GIVEN TEXT ▸
Start of Block

Even without the changes wrought by touring during a pandemic, for King Crimson, being on the road is different now than it was in the old days. The band travels by bus – three buses, actually – and Mastelotto says that time spent together on the road has increased camaraderie among the band members. And that manifests in the music. “As things grow and you go through growing pains, bands just get tighter,” he says. “The music gets tighter as the personalities gain more trust in their interactions.”

Mastelotto thinks that the malleability of King Crimson’s material – its ability to withstand being reinterpreted and reinvented – is a testimony to its greatness. “I think that Robert [Fripp] in particular will be recognized as one of the great composers of the last century,” he says. “Stuff like ‘Larks’ Tongues in Aspic’ and ‘Fracture,’ those are serious compositions.”

He emphasizes that what audiences hear onstage, though, is the product of the creative commingling of all seven musicians. “The [whole] band contributes to it,” he says. “Robert doesn’t come in telling individuals directly what to play, with the exception of sharing his guitar parts between him and Jakko.”

Robert Fripp

Mel Collins notes that back in the early ‘70s when King Crimson was a quartet, they were playing challenging material. “We used to play ‘21st Century Schizoid Man, and as a four-piece, we played it really well,” he says. “It’s not so easy with the seven-piece.” Yet somehow, if the seven-headed beast doesn’t make performance of the complex material look easy, it definitely conveys the impression that this lot knows what it’s doing.

There’s an old adage among musicians about the importance of the spaces between the notes. And that’s one that the members of King Crimson have taken to heart. Sometimes the music is so dense that the best thing for one or another of the players to do is…nothing. And that’s a daunting prospect, especially if you’re a drummer whose kit is set out near the front edge of the stage, well-illuminated and in full view of the audience.

“I love to hear Jeremy and Gavin playing solo,” Mastelotto says. But when he lays out of a musical passage, he’s conscious of not wanting to be a distraction. “In the old days, the lights might go dark, and you could stand up and exit, or dry your face off with a towel,” he says. “But we can’t do that now.” King Crimson made the collective decision that all members would remain onstage throughout the performance; no schmaltzy spotlit solo turns for this aggregation. “We decided to approach it like when you see an orchestra or symphony: the bassoon player doesn’t leave, even if he’s waiting 500 bars for his moment.”

End of Block

DATASET ENTRIES ▸
Start of Block

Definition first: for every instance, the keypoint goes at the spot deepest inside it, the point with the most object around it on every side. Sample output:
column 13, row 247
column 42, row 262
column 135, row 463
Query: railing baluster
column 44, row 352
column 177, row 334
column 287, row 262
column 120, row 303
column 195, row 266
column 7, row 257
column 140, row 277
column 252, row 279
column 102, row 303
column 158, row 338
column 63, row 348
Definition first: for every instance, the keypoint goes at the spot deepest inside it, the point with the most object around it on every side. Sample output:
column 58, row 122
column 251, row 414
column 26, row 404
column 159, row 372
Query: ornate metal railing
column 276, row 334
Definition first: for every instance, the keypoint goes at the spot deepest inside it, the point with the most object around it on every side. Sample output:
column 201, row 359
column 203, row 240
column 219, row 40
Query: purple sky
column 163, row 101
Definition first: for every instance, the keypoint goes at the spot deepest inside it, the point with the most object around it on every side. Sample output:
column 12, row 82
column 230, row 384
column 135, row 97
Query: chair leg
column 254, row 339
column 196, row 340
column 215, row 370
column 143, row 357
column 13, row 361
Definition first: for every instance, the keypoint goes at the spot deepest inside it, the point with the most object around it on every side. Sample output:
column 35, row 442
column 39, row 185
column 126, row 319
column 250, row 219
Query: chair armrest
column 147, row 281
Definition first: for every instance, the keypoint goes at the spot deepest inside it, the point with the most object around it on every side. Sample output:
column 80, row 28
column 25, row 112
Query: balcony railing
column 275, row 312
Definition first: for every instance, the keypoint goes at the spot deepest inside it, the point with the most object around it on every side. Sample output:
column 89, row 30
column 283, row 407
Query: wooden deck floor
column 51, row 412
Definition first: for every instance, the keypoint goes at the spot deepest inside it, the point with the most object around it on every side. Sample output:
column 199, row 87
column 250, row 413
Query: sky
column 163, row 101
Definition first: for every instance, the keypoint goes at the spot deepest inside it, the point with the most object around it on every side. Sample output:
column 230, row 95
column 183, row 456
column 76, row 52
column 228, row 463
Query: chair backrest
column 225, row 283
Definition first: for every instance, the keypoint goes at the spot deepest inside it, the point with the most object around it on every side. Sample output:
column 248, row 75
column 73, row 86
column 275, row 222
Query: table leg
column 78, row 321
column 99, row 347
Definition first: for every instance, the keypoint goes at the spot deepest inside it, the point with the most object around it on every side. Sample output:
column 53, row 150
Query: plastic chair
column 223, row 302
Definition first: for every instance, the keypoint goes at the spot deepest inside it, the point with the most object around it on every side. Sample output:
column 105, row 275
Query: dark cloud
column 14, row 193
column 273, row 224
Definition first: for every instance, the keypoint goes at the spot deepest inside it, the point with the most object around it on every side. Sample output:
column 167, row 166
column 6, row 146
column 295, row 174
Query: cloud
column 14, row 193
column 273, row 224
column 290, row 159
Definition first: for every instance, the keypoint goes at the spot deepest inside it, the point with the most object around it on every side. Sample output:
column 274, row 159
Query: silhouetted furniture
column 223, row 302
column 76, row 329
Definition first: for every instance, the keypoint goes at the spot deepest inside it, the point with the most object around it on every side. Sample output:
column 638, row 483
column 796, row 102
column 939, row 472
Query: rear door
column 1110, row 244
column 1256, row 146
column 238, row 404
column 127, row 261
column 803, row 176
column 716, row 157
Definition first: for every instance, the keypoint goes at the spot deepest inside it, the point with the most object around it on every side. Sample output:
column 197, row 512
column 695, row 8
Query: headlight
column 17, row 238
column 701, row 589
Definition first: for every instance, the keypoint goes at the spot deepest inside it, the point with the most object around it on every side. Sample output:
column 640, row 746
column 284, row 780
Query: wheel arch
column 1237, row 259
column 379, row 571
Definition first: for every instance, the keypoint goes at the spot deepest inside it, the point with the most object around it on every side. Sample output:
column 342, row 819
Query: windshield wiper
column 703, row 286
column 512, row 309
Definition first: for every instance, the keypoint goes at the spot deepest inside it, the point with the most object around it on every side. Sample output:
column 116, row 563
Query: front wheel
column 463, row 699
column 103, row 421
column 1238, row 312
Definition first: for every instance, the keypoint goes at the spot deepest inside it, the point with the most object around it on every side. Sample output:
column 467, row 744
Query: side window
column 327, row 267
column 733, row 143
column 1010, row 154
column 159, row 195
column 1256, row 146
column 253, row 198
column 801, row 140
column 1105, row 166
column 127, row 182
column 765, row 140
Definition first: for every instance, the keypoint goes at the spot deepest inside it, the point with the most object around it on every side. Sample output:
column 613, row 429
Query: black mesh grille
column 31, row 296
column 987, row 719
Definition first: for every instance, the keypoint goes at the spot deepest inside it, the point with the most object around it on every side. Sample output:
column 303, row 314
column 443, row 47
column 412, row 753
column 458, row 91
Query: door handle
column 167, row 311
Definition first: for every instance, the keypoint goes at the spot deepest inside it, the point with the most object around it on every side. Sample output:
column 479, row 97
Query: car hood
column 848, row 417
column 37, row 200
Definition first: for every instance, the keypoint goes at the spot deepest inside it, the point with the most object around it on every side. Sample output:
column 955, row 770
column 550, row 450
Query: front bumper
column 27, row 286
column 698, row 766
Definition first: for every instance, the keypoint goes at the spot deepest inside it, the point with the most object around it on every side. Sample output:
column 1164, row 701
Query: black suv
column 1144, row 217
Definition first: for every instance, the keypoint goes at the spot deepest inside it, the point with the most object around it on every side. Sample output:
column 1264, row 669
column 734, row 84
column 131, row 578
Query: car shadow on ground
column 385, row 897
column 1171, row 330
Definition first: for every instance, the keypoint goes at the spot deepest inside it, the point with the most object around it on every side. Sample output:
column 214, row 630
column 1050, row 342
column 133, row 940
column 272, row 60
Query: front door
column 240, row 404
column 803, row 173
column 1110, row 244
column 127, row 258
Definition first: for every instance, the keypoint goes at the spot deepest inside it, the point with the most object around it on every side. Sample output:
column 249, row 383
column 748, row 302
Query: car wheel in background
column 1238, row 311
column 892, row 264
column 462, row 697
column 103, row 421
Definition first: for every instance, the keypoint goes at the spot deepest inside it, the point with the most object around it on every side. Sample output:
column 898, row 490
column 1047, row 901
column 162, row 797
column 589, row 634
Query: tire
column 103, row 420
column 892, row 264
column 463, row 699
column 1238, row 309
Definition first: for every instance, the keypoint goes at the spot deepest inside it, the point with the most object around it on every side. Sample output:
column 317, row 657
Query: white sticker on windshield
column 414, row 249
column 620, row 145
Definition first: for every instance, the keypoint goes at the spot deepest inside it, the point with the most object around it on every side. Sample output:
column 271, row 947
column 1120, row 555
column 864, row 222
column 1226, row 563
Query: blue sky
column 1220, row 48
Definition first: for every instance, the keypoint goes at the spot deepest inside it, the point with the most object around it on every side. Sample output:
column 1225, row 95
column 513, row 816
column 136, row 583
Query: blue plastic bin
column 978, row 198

End of Block

ACTION ITEM ▸
Continue the piece about King Crimson on tour, picking up right after its final paragraph.

REPLY TO THE EXERCISE ▸
Speaking of moments, Mastelotto says that now is the time to attend a King Crimson concert.”I don’t know how much more touring we’re going to do,” he says. “Without getting too deep into it, I think that now is the time to catch the band.” Collins chooses his words carefully on the subject. “This is not a farewell tour,” he says. “But…we’ll see.”

Nothing is guaranteed, especially these days. And Fripp – who has “retired” a few times already – is 75. Levin is the same age; Collins is about year younger. Even the group’s youngest members Stacey and Harrison are nearing 60. And all seven are busy with myriad other musical projects outside of King Crimson. But as longtime followers of the band know, just because the group stops, that doesn’t mean it won’t start again someday. Yet if one thing can be assured, if it does go away and reappear, King Crimson X will almost certainly be different than what came before. That’s central to its…well, charm isn’t a word often applied to this band, so let’s say character.

Now as ever, everything about King Crimson’s music – its composition, its arrangement, its execution onstage, its history, its prospect of future activity – is a challenge. “It’s the age-old thing,” Mastelotto laughs as he twists a metaphor. “We’re trying to get ten pounds of music into a five-pound bag.”